SOAL A
Menurut halaman di bawah, apa yang memunculkan sifat ingin tahu manusia?

HALAMAN
* * * * * * *

BAB I
PENDAHULUAN
A. Latar Belakang Masalah
Secara hakiki manusia mempunyai sifat ingin tahu, sifat manusia ini muncul oleh rasa kagum, rasa ragu-ragu, atau belum paham terhadap fenomena-fenomena yang terjadi di kehidupannya. Dalam kaitannya dengan hal tersebut, manusia juga ingin tahu mengenai bagaimana timbulnya gejala-gejala masalah dalam masyarakat. Keinginan ini berwujud sebagai suatu hasrat untuk mengetahui kaidah-kaidah yang secara sadar atau tidak sadar telah mengatur perilaku mereka. Bahkan secara tidak sadar dalam berperilaku sehari-hari telah menggunakan pola tertentu, baik karena proses imitasi maupun karena pendidikan yang diperolehnya. Pola yang diikuti pada hakikatnya adalah struktur dari kaidah-kaidah untuk hidup dan merupakan patokan untuk berperilaku sehingga manusia dapat hidup secara wajar dan pantas.

* * * * * * *

SOAL B
Salin tanpa perubahan bagian baris dataset di bawah yang dimulai dari baris berisi "TARGET: license plate" sampai baris terakhir dataset, dengan kedua ujungnya ikut disalin.

[Baris-baris dari sebuah dataset]
* * * * * * *

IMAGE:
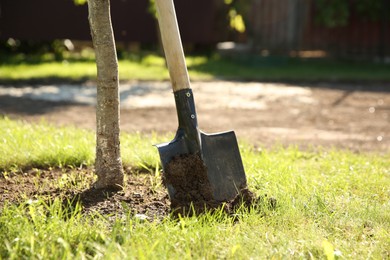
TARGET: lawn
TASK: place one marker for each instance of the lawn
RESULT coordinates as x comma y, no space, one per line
151,66
330,204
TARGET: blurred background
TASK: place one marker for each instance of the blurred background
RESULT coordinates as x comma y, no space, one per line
338,29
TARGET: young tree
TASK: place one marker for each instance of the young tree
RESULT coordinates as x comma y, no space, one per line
108,165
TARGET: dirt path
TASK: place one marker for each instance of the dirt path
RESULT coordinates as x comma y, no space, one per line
355,117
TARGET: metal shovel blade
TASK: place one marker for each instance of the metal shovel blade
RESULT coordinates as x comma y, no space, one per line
221,156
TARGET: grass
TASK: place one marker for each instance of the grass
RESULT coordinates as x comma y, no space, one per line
330,204
150,66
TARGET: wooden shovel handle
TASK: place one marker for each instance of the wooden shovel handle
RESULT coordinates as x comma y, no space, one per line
172,44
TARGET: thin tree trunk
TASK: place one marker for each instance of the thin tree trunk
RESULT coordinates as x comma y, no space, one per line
108,163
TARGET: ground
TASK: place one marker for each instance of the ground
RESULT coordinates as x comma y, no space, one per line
346,116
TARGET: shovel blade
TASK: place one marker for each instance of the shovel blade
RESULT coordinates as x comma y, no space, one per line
221,156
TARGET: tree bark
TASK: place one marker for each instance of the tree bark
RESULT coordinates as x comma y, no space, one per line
108,164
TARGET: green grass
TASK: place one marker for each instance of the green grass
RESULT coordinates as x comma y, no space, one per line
330,203
149,66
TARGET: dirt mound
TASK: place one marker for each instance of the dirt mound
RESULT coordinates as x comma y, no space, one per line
191,192
139,196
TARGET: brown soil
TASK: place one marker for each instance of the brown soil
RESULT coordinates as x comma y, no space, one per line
355,117
187,175
351,117
138,198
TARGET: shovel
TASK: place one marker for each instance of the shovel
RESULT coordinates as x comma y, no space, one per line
218,152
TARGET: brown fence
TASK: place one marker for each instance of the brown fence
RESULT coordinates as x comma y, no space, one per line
61,19
283,26
278,26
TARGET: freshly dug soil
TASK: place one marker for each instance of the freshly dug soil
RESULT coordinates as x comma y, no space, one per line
192,194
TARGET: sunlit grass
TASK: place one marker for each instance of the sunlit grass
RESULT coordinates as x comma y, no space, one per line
152,67
330,203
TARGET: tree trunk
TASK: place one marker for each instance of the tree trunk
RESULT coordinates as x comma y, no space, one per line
108,164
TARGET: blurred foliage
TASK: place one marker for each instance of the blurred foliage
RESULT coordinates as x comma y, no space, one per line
238,14
336,13
79,2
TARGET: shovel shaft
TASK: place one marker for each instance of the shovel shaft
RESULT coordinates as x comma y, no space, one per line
173,49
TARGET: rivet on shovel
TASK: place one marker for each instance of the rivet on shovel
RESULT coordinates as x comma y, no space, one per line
218,152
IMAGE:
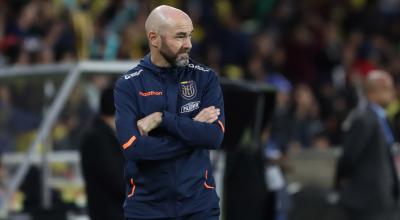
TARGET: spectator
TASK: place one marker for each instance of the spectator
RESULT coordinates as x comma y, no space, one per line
366,176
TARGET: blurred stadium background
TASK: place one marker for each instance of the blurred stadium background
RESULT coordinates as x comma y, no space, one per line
304,56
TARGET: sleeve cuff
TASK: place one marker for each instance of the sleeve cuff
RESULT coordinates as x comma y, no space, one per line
167,118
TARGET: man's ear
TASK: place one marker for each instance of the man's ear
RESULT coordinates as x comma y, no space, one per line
154,39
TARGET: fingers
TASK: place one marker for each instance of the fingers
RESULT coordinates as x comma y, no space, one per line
208,115
148,123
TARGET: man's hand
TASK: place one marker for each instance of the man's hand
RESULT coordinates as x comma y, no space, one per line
148,123
208,115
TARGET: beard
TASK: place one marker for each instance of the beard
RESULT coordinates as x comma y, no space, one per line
180,58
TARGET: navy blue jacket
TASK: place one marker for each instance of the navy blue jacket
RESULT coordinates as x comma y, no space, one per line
168,173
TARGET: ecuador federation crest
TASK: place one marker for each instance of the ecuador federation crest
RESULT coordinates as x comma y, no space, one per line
188,89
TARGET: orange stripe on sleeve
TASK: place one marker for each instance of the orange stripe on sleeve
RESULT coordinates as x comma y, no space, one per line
205,182
129,143
222,126
133,188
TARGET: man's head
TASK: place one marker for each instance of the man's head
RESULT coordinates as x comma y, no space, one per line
379,87
169,33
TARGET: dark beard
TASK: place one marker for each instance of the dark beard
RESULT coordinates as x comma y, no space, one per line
169,56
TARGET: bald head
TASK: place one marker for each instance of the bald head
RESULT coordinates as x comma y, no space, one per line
379,87
163,17
375,79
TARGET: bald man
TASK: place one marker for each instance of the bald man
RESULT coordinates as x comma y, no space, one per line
366,175
169,114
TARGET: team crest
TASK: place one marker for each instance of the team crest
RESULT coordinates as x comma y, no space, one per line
188,89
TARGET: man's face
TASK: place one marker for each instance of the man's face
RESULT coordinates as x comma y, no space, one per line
176,43
386,92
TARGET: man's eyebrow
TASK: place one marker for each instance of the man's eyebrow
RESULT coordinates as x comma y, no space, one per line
183,33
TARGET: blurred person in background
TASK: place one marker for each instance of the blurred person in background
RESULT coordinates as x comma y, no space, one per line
276,139
366,176
102,164
169,114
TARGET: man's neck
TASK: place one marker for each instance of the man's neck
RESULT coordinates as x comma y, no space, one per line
158,60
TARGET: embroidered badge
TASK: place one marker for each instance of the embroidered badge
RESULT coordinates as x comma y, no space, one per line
188,89
191,106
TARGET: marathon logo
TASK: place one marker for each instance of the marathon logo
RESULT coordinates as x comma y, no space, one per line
191,65
137,73
150,93
191,106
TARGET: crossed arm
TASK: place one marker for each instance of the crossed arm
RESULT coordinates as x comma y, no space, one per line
204,131
145,125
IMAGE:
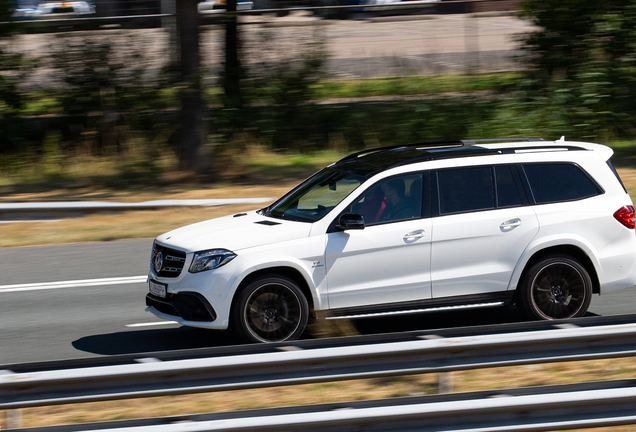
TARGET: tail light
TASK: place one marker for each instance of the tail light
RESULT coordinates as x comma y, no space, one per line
625,215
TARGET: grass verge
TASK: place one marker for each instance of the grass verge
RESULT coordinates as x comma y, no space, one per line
377,388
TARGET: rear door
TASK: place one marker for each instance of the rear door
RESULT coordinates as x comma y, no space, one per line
480,230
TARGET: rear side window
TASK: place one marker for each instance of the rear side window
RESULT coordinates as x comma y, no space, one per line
465,189
557,182
507,193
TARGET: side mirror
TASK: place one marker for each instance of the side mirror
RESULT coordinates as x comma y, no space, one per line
350,221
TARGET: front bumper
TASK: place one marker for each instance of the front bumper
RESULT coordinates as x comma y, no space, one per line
189,306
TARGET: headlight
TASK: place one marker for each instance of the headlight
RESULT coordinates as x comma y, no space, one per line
208,260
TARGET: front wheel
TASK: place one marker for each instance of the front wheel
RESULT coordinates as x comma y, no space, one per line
556,287
270,309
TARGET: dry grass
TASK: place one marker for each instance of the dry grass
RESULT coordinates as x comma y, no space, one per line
106,226
378,388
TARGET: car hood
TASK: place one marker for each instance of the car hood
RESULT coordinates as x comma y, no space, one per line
235,232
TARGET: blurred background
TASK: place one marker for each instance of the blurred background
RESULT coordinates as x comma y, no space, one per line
148,91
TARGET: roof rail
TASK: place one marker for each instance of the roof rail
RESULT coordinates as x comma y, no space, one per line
469,143
421,144
458,143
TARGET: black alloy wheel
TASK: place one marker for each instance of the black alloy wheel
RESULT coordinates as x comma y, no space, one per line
556,287
271,309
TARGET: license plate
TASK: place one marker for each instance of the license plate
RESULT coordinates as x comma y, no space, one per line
157,289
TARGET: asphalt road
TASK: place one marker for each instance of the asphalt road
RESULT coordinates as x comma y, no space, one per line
49,322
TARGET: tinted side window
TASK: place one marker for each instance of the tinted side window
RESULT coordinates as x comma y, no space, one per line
465,189
507,193
393,199
556,182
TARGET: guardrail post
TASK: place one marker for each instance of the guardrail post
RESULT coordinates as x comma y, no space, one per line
14,419
445,382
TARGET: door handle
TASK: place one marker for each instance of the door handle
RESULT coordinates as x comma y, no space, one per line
509,225
414,235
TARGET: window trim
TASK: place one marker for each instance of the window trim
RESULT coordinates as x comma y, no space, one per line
533,200
436,204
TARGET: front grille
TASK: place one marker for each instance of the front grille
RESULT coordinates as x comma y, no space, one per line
171,260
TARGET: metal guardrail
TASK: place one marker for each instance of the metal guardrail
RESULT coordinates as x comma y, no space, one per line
192,371
609,403
294,365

* * * * * * *

KELUARAN LENGKAP A
Sifat ingin tahu manusia muncul oleh rasa kagum, rasa ragu-ragu, atau belum paham terhadap fenomena-fenomena yang terjadi di kehidupannya.

KELUARAN LENGKAP B
TARGET: license plate
TASK: place one marker for each instance of the license plate
RESULT coordinates as x comma y, no space, one per line
157,289
TARGET: asphalt road
TASK: place one marker for each instance of the asphalt road
RESULT coordinates as x comma y, no space, one per line
49,322
TARGET: tinted side window
TASK: place one marker for each instance of the tinted side window
RESULT coordinates as x comma y, no space, one per line
465,189
507,193
393,199
556,182
TARGET: guardrail post
TASK: place one marker for each instance of the guardrail post
RESULT coordinates as x comma y, no space, one per line
14,419
445,382
TARGET: door handle
TASK: place one marker for each instance of the door handle
RESULT coordinates as x comma y, no space, one per line
509,225
414,235
TARGET: window trim
TASK: place one marker for each instance of the window trim
RESULT coordinates as x comma y, no space, one per line
533,200
436,204
TARGET: front grille
TASK: place one marker for each instance of the front grille
RESULT coordinates as x comma y, no space, one per line
171,260
TARGET: metal guardrail
TASK: place one marker for each instance of the metal guardrail
RESULT coordinates as x comma y, no space, one per line
192,371
609,403
294,365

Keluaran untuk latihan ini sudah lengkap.